══ Data supplied

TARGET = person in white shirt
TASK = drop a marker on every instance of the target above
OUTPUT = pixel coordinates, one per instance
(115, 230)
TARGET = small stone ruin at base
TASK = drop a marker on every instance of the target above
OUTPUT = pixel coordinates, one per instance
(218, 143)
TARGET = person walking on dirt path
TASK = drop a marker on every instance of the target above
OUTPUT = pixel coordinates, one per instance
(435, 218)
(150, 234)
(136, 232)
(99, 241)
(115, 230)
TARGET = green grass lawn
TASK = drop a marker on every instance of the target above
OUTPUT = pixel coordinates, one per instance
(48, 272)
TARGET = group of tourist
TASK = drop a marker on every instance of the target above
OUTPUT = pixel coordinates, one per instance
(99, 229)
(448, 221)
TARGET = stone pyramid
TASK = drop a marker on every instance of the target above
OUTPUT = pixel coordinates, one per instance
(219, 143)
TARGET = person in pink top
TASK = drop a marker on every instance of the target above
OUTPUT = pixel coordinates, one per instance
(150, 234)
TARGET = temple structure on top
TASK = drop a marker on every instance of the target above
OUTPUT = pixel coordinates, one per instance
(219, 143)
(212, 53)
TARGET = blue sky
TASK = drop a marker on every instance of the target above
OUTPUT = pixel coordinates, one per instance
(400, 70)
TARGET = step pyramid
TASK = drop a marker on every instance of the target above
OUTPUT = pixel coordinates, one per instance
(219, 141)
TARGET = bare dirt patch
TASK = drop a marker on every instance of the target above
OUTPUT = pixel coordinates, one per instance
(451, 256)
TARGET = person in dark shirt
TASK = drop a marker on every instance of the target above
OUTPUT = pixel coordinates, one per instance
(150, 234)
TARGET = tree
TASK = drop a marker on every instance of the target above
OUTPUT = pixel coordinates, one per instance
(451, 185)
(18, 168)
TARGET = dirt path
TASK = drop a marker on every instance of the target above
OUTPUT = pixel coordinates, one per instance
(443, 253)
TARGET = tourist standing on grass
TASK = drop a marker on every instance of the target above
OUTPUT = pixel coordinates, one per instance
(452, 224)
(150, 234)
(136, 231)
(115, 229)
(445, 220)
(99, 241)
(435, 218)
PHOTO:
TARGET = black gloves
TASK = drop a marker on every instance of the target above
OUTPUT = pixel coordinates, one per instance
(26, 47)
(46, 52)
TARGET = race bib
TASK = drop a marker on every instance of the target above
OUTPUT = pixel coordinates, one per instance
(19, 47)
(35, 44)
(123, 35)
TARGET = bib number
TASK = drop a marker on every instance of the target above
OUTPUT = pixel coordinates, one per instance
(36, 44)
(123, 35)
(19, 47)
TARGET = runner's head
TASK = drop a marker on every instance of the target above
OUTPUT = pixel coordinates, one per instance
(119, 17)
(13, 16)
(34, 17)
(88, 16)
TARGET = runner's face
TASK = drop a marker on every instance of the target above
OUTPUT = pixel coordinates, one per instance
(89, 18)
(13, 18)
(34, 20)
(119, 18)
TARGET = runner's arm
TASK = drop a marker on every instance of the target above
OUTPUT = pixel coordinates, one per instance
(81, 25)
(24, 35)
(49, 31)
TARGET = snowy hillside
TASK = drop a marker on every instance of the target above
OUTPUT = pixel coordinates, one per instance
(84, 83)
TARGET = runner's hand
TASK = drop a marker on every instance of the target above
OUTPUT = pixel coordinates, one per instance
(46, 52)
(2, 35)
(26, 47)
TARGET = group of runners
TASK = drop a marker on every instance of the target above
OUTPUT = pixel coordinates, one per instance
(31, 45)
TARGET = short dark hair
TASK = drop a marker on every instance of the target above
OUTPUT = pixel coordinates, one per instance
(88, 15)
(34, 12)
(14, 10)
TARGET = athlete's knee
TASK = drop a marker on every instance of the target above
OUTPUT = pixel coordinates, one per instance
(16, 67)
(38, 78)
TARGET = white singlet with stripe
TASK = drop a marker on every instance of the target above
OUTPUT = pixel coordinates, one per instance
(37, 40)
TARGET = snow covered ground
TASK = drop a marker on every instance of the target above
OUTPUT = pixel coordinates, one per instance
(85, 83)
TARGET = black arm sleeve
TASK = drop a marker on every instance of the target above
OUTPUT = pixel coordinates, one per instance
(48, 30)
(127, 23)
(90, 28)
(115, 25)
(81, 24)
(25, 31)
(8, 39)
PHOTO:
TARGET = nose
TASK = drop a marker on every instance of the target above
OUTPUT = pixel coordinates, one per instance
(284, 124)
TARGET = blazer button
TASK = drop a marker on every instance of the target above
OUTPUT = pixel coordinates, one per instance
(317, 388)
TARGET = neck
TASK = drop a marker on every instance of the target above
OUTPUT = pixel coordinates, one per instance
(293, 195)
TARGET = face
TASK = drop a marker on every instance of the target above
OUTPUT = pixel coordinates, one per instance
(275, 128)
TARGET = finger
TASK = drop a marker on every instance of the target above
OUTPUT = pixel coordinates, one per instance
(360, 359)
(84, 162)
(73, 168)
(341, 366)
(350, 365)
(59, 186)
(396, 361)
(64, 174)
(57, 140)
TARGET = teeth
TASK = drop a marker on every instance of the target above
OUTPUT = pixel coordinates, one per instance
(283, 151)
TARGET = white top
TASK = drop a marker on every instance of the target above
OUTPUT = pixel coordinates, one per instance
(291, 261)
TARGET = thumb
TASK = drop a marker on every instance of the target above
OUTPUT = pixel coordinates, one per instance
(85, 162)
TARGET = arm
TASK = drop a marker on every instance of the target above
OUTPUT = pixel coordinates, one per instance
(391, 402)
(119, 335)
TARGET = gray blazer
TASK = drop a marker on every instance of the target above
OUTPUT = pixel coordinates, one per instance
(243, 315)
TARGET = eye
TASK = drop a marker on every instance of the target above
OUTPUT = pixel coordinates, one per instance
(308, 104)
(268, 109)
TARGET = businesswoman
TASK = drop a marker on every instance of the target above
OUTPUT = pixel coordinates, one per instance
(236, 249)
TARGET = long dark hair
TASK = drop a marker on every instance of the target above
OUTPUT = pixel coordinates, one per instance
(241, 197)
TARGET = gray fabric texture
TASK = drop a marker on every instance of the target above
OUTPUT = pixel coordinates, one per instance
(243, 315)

════

*How to complete this task*
When a line in the data above contains the string "pyramid", copy that line.

*Task output*
TARGET = stone pyramid
TARGET = step pyramid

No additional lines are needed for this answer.